» **Supplied data**:
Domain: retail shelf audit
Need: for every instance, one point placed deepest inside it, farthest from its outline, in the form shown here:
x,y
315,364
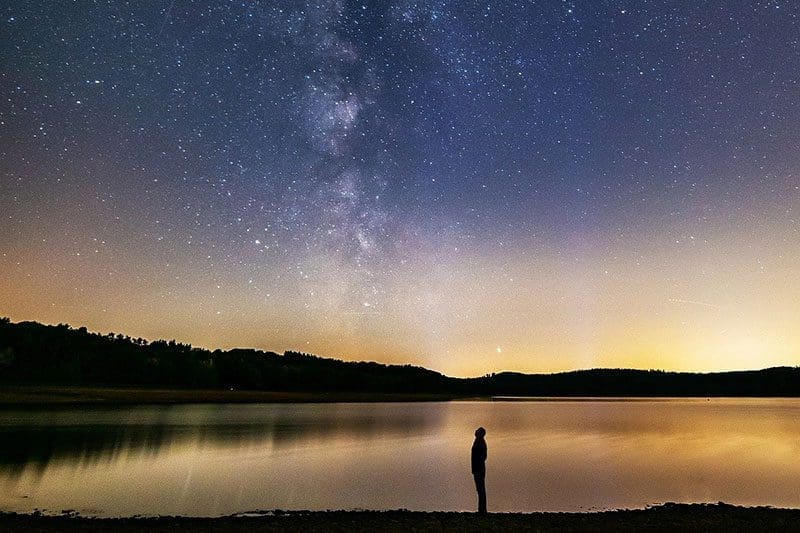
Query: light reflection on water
x,y
544,455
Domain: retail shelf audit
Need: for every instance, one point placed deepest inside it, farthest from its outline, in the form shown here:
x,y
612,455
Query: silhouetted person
x,y
479,467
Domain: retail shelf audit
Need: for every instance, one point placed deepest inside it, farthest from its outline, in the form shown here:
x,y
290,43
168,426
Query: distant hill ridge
x,y
35,353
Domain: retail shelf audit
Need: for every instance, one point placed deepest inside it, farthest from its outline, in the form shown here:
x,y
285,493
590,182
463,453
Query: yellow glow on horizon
x,y
731,303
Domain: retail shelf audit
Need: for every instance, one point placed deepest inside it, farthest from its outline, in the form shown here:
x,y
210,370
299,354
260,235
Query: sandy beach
x,y
667,517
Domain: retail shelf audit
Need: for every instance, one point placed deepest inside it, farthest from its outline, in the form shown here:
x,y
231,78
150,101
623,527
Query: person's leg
x,y
480,486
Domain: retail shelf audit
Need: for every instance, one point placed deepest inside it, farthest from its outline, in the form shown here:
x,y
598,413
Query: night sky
x,y
467,186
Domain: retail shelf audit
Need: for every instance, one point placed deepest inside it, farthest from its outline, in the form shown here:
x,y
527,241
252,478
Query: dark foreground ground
x,y
669,517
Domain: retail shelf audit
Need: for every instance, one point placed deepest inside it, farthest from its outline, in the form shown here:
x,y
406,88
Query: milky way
x,y
470,186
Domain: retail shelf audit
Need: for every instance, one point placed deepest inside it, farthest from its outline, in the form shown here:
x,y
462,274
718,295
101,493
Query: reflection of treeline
x,y
35,353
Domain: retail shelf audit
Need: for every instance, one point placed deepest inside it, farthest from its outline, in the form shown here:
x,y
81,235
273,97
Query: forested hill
x,y
33,353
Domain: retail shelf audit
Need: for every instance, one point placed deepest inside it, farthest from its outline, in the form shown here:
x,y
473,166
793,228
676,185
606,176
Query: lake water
x,y
573,455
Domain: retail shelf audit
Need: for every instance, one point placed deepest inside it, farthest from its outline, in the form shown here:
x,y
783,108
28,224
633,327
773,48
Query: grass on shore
x,y
668,517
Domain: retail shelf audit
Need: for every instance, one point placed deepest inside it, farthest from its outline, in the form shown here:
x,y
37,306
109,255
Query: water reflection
x,y
557,456
31,439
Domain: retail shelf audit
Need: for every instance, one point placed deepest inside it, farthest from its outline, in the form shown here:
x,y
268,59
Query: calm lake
x,y
575,455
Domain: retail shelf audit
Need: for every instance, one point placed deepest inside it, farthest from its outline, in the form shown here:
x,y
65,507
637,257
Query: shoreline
x,y
54,396
666,517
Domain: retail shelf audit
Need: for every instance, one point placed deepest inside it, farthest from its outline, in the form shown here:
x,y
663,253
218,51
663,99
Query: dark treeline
x,y
33,353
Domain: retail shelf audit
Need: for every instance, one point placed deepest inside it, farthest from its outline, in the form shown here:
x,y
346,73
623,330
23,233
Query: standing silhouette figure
x,y
479,467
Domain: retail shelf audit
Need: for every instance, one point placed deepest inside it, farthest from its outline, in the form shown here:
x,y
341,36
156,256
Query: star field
x,y
469,186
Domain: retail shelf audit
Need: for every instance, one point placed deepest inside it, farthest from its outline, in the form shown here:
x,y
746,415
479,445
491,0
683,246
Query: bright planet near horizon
x,y
467,186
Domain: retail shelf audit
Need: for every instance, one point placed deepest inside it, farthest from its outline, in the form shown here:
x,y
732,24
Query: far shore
x,y
668,517
32,395
66,395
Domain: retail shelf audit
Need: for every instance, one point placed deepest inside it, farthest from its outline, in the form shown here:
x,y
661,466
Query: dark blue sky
x,y
268,144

» **Aim of the task**: Only the pictures may be dropped when you copy the data above; everything else stays exact.

» **Expected answer**:
Domain: retail shelf audit
Need: for every instance, one point placed deepest inside it, farthest from its outline, in the form shown here:
x,y
315,364
Query: light reflection on water
x,y
544,455
Domain: retail shelf audit
Need: for every instance, one point placed deepest inside it, farthest from its outline, in the form shown here:
x,y
612,455
Query: silhouetted person
x,y
479,467
Domain: retail shelf audit
Need: for every instance, one point placed deepest inside it, farthest from its outline, in the form shown here:
x,y
290,43
168,426
Query: distant hill ridge
x,y
35,353
Domain: retail shelf audit
Need: for every instance, one point placed deepest inside it, farthest from its outline, in the form shown here:
x,y
285,493
590,182
463,453
Query: yellow glow on horizon
x,y
731,303
Domain: retail shelf audit
Need: for every instance, one point placed deepest inside it, farthest from its outline, in the form shown here:
x,y
210,370
299,354
260,235
Query: sandy beach
x,y
667,517
Domain: retail shelf audit
Need: for every instance, one point placed deepest inside it, farthest from its outline, in the form shown here:
x,y
231,78
150,101
623,527
Query: person's leg
x,y
480,486
Domain: retail shelf audit
Need: for every instance, one point placed deepest inside it, farthest from its outline, in the form shown here:
x,y
598,413
Query: night sky
x,y
467,186
Domain: retail shelf audit
Need: for every instance, one point placed deepest inside it, farthest from its outline, in the form shown here:
x,y
527,241
252,478
Query: dark foreground ground
x,y
669,517
Domain: retail shelf audit
Need: for every instance, one point placed deepest inside it, farthest from its outline, in the form shown here:
x,y
406,88
Query: milky way
x,y
470,186
Domain: retail shelf audit
Need: for every instance, one point placed deepest inside it, farthest from its outline, in the form shown here:
x,y
462,274
718,295
101,493
Query: reflection of treeline
x,y
35,353
Domain: retail shelf audit
Need: for every instance, one point placed deepest inside it, farthest from its outline, in the form shown here:
x,y
81,235
273,97
Query: forested hill
x,y
33,353
Domain: retail shelf audit
Need: for every instance, one point placed deepest inside it, farthest from its outline, in the form shown here:
x,y
473,166
793,228
676,185
606,176
Query: lake water
x,y
573,455
Domain: retail shelf audit
Need: for every instance, one point placed deepest inside it, farthest from its outline, in the form shown here:
x,y
783,108
28,224
633,327
773,48
Query: grass on shore
x,y
668,517
Domain: retail shelf audit
Need: for every instance, one point placed deepest inside it, farthest from its outline, in the form shown here:
x,y
37,306
109,255
Query: water reflection
x,y
557,456
31,439
Domain: retail shelf audit
Need: for every instance, one point placed deepest inside it, farthest from its outline, in the form shown here:
x,y
268,59
Query: calm lake
x,y
575,455
Domain: retail shelf audit
Need: for every instance, one point placed deepest inside it, farthest from its outline, in the form shown here:
x,y
65,507
637,257
Query: shoreline
x,y
54,396
666,517
Domain: retail shelf audit
Need: for every instance, one point placed deepest inside it, farthest from its outline, in the form shown here:
x,y
663,253
218,51
663,99
Query: dark treeline
x,y
33,353
Domain: retail shelf audit
Need: for every instance, one point placed deepest inside it, farthest from its outline, in the form shown here:
x,y
346,73
623,330
23,233
Query: standing silhouette figure
x,y
479,467
Domain: retail shelf audit
Need: for every instance, one point placed deepest inside it, farthest from its outline, in the form shown here:
x,y
341,36
156,256
Query: star field
x,y
469,186
Domain: retail shelf audit
Need: for every instance, one point placed deepest inside it, farthest from its outline, in the form shown here:
x,y
746,415
479,445
491,0
683,246
Query: bright planet near horizon
x,y
467,186
Domain: retail shelf audit
Need: for every instance, one point placed deepest inside it, farthest from its outline, in the form shown here:
x,y
732,24
Query: far shore
x,y
668,517
32,395
66,395
Domain: retail shelf audit
Need: for every instance, one point placed deepest inside it, farthest from its outline, in the form shown here:
x,y
661,466
Query: dark blue sky
x,y
268,144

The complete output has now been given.